Task statement:
Count the lines in the items below that contain the string "cardboard", with uppercase and lowercase treated as different, and give only the number.

Material for this exercise:
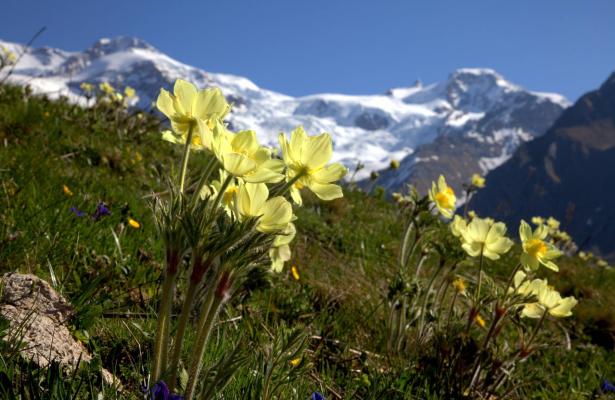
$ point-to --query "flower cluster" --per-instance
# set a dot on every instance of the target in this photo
(232, 216)
(548, 300)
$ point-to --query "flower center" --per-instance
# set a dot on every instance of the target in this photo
(535, 248)
(446, 198)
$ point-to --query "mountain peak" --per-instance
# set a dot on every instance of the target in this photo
(118, 44)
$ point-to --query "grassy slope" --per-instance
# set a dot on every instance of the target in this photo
(345, 253)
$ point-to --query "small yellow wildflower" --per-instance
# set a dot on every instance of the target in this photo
(443, 196)
(107, 88)
(483, 236)
(242, 156)
(67, 190)
(538, 221)
(549, 300)
(460, 285)
(307, 163)
(458, 225)
(87, 87)
(553, 223)
(295, 272)
(602, 264)
(478, 181)
(129, 92)
(535, 250)
(273, 214)
(187, 108)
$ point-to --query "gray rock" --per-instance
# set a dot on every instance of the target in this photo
(38, 316)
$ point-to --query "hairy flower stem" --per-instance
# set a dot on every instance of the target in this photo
(205, 176)
(480, 277)
(424, 305)
(161, 344)
(511, 277)
(179, 336)
(211, 309)
(483, 350)
(225, 184)
(185, 156)
(284, 189)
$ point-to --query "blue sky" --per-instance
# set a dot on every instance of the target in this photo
(358, 47)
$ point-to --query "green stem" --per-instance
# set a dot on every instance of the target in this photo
(424, 305)
(284, 189)
(185, 156)
(161, 344)
(210, 312)
(179, 336)
(225, 184)
(480, 277)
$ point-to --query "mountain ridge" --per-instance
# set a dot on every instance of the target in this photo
(565, 173)
(372, 129)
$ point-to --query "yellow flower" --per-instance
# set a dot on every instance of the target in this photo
(273, 214)
(129, 92)
(243, 157)
(87, 87)
(443, 196)
(306, 158)
(67, 190)
(459, 285)
(458, 225)
(602, 264)
(483, 236)
(188, 108)
(478, 181)
(107, 88)
(549, 300)
(552, 223)
(535, 250)
(295, 272)
(538, 221)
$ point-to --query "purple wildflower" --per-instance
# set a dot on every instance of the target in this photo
(160, 391)
(77, 212)
(607, 387)
(101, 211)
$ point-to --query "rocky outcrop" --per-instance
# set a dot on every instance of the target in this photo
(38, 317)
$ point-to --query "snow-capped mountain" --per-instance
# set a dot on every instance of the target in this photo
(476, 106)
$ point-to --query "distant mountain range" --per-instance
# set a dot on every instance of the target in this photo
(470, 122)
(569, 173)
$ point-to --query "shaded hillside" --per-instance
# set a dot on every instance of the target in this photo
(568, 173)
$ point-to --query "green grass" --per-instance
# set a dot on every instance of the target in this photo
(345, 252)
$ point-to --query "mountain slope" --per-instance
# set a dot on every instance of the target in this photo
(568, 173)
(372, 129)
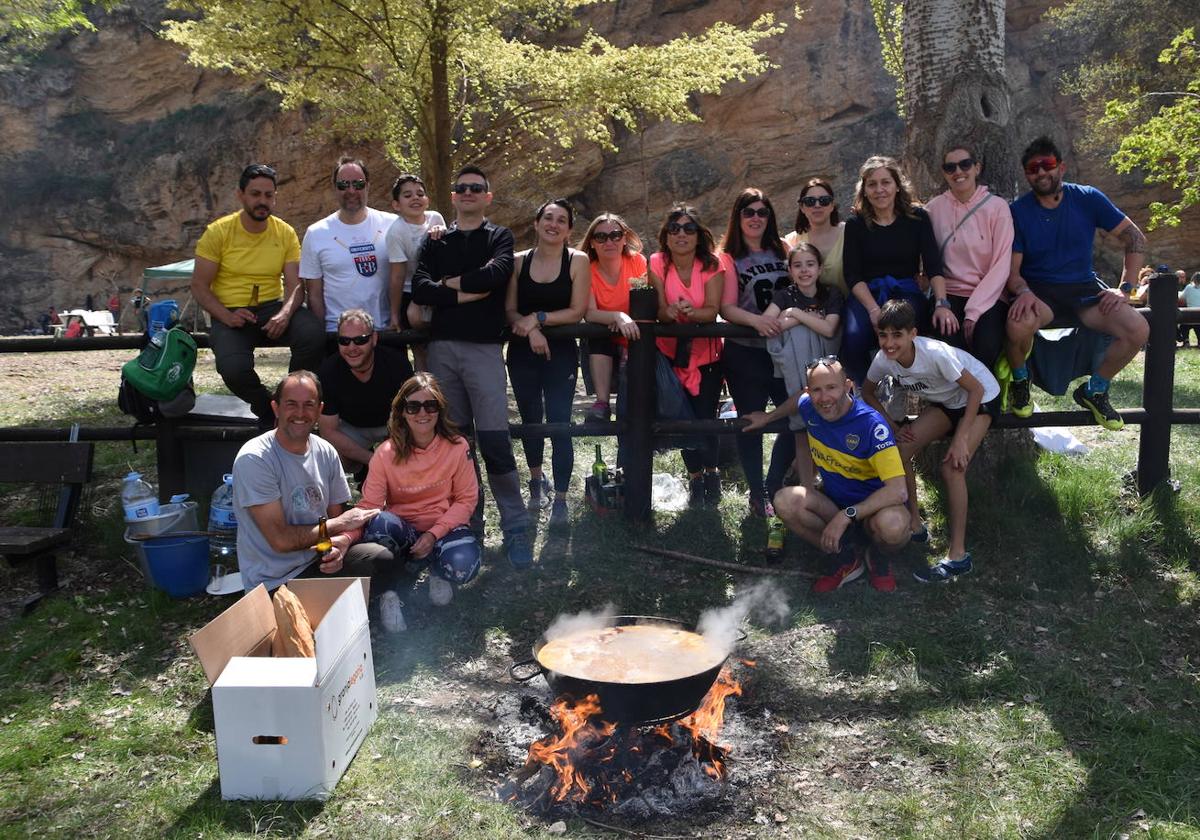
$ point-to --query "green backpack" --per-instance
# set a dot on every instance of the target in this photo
(165, 366)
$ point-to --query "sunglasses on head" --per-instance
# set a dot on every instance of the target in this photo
(1039, 165)
(813, 201)
(964, 165)
(415, 406)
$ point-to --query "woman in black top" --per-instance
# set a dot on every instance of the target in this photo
(888, 241)
(550, 286)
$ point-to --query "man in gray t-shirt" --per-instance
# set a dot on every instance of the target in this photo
(283, 481)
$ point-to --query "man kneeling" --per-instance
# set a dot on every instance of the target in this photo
(859, 516)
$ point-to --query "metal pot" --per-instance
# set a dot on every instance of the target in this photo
(628, 703)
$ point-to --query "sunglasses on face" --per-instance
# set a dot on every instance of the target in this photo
(1039, 165)
(964, 165)
(414, 407)
(813, 201)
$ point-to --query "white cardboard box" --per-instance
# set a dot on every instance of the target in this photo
(288, 727)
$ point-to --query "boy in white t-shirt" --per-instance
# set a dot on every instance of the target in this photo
(961, 402)
(409, 199)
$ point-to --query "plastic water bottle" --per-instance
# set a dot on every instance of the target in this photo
(223, 523)
(138, 498)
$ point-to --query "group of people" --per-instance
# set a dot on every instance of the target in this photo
(925, 295)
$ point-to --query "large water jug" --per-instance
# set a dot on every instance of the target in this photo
(223, 523)
(138, 498)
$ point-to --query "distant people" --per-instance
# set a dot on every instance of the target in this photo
(960, 401)
(405, 237)
(343, 258)
(615, 253)
(424, 480)
(360, 382)
(283, 481)
(760, 263)
(889, 241)
(551, 285)
(463, 276)
(239, 262)
(690, 280)
(858, 517)
(1053, 277)
(817, 222)
(975, 237)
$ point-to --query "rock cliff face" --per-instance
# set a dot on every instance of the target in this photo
(118, 153)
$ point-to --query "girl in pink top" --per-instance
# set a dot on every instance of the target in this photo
(424, 483)
(690, 279)
(975, 231)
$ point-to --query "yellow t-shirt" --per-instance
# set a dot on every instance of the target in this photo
(247, 259)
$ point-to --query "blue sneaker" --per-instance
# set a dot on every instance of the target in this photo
(516, 543)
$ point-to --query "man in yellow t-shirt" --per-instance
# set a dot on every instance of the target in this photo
(239, 262)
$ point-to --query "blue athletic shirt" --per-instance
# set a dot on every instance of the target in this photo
(1057, 244)
(856, 454)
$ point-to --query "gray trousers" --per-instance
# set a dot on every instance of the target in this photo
(474, 382)
(234, 351)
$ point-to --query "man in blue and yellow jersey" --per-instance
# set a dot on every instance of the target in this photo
(247, 279)
(863, 493)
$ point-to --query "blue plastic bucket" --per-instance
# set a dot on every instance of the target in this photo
(179, 565)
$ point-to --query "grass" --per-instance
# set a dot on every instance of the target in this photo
(1050, 695)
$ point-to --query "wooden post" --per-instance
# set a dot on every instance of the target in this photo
(1158, 384)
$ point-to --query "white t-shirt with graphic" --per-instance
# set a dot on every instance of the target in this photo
(935, 372)
(352, 259)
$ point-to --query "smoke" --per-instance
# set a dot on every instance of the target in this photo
(564, 625)
(763, 600)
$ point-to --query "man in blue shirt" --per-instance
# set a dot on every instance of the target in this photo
(1053, 277)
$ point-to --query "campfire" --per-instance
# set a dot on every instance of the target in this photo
(627, 771)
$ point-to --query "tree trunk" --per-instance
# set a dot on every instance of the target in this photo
(957, 90)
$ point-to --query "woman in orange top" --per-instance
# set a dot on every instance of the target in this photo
(615, 253)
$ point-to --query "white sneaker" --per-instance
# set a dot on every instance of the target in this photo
(390, 612)
(441, 591)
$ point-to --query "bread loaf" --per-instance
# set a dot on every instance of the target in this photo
(293, 634)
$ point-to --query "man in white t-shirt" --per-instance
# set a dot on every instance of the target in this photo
(961, 401)
(343, 259)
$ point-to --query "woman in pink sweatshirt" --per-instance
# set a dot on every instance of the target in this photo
(424, 483)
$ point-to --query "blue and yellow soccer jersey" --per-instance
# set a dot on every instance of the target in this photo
(855, 454)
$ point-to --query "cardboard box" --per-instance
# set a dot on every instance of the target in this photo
(288, 727)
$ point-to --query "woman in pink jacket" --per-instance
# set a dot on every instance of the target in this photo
(424, 484)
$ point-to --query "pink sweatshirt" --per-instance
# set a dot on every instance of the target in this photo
(978, 257)
(435, 490)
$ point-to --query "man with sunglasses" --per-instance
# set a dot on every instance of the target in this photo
(858, 517)
(239, 261)
(463, 276)
(1053, 279)
(343, 259)
(360, 383)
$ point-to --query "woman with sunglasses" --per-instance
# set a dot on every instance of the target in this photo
(550, 286)
(690, 280)
(975, 234)
(615, 253)
(817, 223)
(889, 241)
(423, 480)
(760, 259)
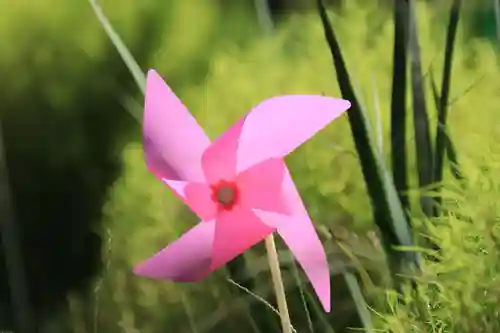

Task output:
2